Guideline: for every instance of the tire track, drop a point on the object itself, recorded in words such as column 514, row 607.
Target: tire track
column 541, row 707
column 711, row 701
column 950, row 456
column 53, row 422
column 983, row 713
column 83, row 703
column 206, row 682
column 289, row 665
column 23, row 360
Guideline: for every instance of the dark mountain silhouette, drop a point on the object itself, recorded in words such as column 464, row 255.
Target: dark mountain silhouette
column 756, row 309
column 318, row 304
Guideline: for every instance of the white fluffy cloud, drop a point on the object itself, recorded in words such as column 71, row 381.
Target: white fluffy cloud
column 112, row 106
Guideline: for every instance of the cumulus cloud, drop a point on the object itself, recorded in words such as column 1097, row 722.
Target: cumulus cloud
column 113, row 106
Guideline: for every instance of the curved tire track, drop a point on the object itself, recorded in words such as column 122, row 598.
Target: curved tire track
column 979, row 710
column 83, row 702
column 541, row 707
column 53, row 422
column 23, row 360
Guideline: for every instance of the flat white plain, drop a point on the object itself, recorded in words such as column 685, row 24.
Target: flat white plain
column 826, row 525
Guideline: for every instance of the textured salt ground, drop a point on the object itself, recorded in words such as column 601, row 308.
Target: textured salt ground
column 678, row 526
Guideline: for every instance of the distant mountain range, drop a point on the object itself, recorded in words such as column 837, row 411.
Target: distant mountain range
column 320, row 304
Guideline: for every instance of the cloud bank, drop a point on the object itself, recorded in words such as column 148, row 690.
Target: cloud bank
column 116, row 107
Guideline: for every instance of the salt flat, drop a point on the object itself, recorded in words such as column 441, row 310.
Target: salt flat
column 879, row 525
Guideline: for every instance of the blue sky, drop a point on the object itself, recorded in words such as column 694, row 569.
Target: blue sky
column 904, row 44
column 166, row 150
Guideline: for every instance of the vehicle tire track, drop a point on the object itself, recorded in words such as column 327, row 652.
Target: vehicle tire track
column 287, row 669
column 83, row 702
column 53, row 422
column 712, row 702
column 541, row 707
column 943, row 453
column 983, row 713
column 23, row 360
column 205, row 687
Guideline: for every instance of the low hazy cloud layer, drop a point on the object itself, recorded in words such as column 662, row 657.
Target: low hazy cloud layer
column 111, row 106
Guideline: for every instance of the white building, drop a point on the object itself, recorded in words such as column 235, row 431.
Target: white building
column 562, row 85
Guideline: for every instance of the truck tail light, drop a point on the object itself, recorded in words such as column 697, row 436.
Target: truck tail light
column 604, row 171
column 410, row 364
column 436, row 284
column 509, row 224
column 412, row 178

+++

### [The task]
Copy all of the material above word for word, keeping every line in its original order.

### [Task output]
Guideline: for every instance of the tire track, drop a point on the object itself, recorded in words such as column 514, row 607.
Target: tire track
column 541, row 707
column 711, row 701
column 950, row 456
column 53, row 422
column 983, row 713
column 83, row 703
column 206, row 682
column 289, row 665
column 23, row 360
Guideline: for every instance of the dark mountain silhouette, drop a point on the object itself, recorded in words such as column 464, row 255.
Target: dark mountain silhouette
column 756, row 309
column 318, row 304
Guideline: for every instance of the white fluffy cloud, drop a point on the object itself, recorded in words such as column 71, row 381.
Target: white fluffy cloud
column 112, row 106
Guideline: for every instance of the cumulus cloud, drop a point on the object itself, recorded in words such as column 1097, row 722.
Target: cumulus cloud
column 113, row 106
Guideline: for every instance of the curved tire track, drop a point on the object itself, recorded in words such as column 122, row 598.
Target: curved tire track
column 979, row 710
column 83, row 702
column 541, row 707
column 53, row 422
column 23, row 360
Guideline: for every instance of the flat white plain, drop a point on the object itself, recorded in words such as column 685, row 24.
Target: flat white plain
column 826, row 525
Guideline: for every instance of the textured salt ground, drop a point on the object itself, recorded in words such as column 601, row 308.
Target: textured salt ground
column 678, row 526
Guideline: for every instance of the distant mountain range, drop a point on the object itself, recorded in words such as column 837, row 411.
Target: distant mountain range
column 320, row 304
Guideline: for every instance of the cloud bank, drop a point on the object itself, recorded in words such as column 148, row 690.
Target: cloud bank
column 116, row 107
Guideline: for every instance of the salt flat, drop a point on the object itself, recorded in words such as column 441, row 310.
Target: salt flat
column 879, row 525
Guideline: for every instance of the blue sky, drop a point on the object itself, recorded in words such as column 694, row 569.
Target: blue sky
column 904, row 44
column 166, row 150
Guideline: for every instance of the vehicle tire track, drop a point on the object itself, recorded in words such as column 327, row 652.
Target: vehicle tire track
column 287, row 669
column 83, row 702
column 53, row 422
column 712, row 702
column 541, row 707
column 943, row 453
column 983, row 713
column 23, row 360
column 205, row 687
Guideline: for every instance of the low hazy cloud layer, drop a point on the object itself, recorded in words such as column 662, row 657.
Target: low hazy cloud layer
column 111, row 106
Guideline: for every instance of the white building, drop a point on the object itself, recorded in words such as column 235, row 431.
Target: white building
column 562, row 85
Guideline: for every instance of the truck tail light, drop a point on the object itself, recorded in words such as column 697, row 436.
Target: truck tail light
column 604, row 171
column 410, row 364
column 436, row 284
column 509, row 224
column 412, row 178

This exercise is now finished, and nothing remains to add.